** Supplied entries **

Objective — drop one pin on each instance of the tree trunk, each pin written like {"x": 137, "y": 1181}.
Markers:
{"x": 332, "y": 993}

==

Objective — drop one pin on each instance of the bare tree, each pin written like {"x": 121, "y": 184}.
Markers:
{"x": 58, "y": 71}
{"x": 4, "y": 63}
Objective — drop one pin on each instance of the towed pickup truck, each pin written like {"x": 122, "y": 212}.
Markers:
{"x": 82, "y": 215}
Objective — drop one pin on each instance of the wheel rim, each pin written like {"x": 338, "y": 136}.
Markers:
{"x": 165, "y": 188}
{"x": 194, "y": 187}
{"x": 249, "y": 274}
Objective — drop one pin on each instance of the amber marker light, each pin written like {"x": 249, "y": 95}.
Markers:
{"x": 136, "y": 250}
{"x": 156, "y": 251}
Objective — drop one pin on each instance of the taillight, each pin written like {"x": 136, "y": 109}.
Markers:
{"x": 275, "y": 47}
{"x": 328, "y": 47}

** Required work **
State how many lines in the rows above contain the word "each". Reply with the number only.

** Correct result **
6